Action item → Top to bottom, every record is to be copied word for word.

Data shown →
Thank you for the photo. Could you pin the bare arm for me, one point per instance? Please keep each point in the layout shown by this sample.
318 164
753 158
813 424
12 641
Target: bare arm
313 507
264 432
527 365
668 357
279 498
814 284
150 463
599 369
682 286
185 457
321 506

Expected output →
Thank you for the photo. Could you pin the bare arm for me, one point per instance? Please keep each point in the layout shown by this sample.
318 164
753 158
813 424
12 641
Target: bare arm
313 507
264 432
527 365
668 357
279 498
814 284
150 463
599 369
682 286
185 457
321 506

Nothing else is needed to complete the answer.